### EXERCISE
Copy out all of the data below, changing every "butterfly thorax" to "moth thorax" and leaving everything else as it is.

### TASK MATERIAL
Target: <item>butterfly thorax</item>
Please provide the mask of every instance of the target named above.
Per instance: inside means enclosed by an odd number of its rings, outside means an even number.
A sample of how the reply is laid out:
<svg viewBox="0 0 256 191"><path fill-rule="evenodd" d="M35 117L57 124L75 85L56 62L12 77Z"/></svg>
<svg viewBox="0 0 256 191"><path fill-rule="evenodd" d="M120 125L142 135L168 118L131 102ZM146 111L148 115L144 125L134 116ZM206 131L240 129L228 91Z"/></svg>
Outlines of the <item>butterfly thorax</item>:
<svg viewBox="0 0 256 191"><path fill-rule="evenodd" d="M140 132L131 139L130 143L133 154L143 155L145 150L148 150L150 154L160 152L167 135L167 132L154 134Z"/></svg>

### REPLY
Target: <item>moth thorax</item>
Please provide the mask of every instance of the target named above.
Per instance: inside means enclosed by an odd number of its rings, outside means an even number.
A sample of how the reply is laid out:
<svg viewBox="0 0 256 191"><path fill-rule="evenodd" d="M35 117L57 124L75 85L56 62L12 77Z"/></svg>
<svg viewBox="0 0 256 191"><path fill-rule="evenodd" d="M120 125L142 135L168 118L131 102ZM146 111L148 115L144 125L134 116ZM206 131L240 129L228 91Z"/></svg>
Outlines of the <item>moth thorax</item>:
<svg viewBox="0 0 256 191"><path fill-rule="evenodd" d="M140 132L131 139L130 143L133 154L143 155L145 150L148 150L150 154L160 152L167 135L167 132L154 134Z"/></svg>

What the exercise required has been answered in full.